Exercise: Only the text belongs in the copy: repeat each record exactly, without pictures.

(Photo-based referring expression data)
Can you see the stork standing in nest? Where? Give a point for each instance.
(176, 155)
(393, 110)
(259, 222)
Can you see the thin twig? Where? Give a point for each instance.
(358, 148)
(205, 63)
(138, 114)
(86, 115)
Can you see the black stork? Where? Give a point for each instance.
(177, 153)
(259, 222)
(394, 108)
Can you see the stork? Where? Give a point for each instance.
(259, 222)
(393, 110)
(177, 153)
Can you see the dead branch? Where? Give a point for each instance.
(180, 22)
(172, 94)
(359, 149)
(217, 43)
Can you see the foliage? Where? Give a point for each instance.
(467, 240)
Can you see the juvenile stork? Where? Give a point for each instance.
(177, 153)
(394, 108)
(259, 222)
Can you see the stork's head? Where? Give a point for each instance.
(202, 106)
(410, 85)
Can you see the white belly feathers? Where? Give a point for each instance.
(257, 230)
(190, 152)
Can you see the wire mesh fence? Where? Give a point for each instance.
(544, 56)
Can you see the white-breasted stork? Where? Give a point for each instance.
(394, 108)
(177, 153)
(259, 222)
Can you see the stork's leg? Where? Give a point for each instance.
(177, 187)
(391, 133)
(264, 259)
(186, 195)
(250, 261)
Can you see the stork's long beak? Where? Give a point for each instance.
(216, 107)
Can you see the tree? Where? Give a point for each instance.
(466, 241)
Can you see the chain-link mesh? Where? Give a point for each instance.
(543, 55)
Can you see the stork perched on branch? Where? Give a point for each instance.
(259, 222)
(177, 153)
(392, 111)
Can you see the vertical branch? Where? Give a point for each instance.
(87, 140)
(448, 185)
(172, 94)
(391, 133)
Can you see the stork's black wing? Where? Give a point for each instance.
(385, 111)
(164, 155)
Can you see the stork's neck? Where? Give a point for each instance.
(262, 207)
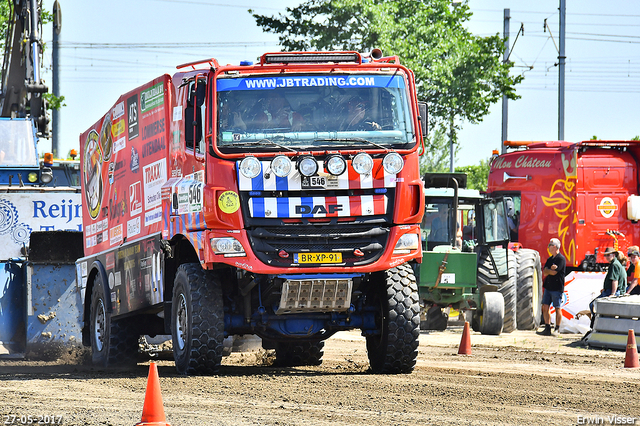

Task output:
Can you see the stork standing in nest? Where? Give a point for each instance.
(176, 155)
(393, 110)
(259, 222)
Can you see the thin twig? Where? Give a point for each instance.
(358, 148)
(205, 63)
(138, 114)
(86, 115)
Can you see the black stork? Where? Give a point for each instance.
(177, 153)
(259, 222)
(394, 108)
Can you see the stork? Where? Give a point for each instance.
(259, 222)
(393, 110)
(177, 153)
Can you see the dead branch? Where? Give a point for each instance.
(180, 22)
(172, 94)
(359, 149)
(217, 43)
Can you see the foliage? Where? Give a point for each instance.
(467, 240)
Can you see the juvenile stork? Where? Give a point for each instance.
(177, 153)
(394, 108)
(259, 222)
Can you see the stork's head? Where? Give a point for each instance.
(202, 106)
(410, 85)
Can you see the white belly feathers? Where? Give a point for each instance.
(257, 230)
(190, 152)
Can you see the wire mesh fence? Where? Give a point for each instance.
(544, 56)
Can you see the white-breasted stork? Where? Give a point for each instance.
(394, 108)
(177, 153)
(259, 222)
Can you see the stork's leg? Where? Give a point for each instance.
(177, 187)
(391, 133)
(264, 259)
(186, 195)
(250, 261)
Can you see the stork's long beak? Where? Give a point for each instance.
(216, 107)
Can you see the tree? Where? Give a point for each instance.
(466, 241)
Can you see the chain-link mesh? Where? Give a point for each instance.
(543, 55)
Can you see the stork perched on branch? Where? Give a point for each instance.
(259, 222)
(177, 153)
(392, 111)
Can you see the vertical branch? Where? Give a point for each instance.
(87, 140)
(448, 185)
(172, 94)
(391, 133)
Can you see the stork's black wing? Where? Give a point for each instance.
(385, 111)
(164, 155)
Can you see the stork's neck? Where? Give a point for each instance.
(262, 207)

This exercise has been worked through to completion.